* Begin Records provided *
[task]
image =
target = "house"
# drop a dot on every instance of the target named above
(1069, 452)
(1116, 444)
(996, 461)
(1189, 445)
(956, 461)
* End Records provided *
*What the task asks*
Rewrite every line of the data above, swapping "dot" for "marker" and keeping everything else the same.

*Answer to this problem*
[task]
image =
target = "house"
# drop a marker on every instance of the target named above
(1069, 452)
(1116, 444)
(996, 461)
(1189, 445)
(956, 461)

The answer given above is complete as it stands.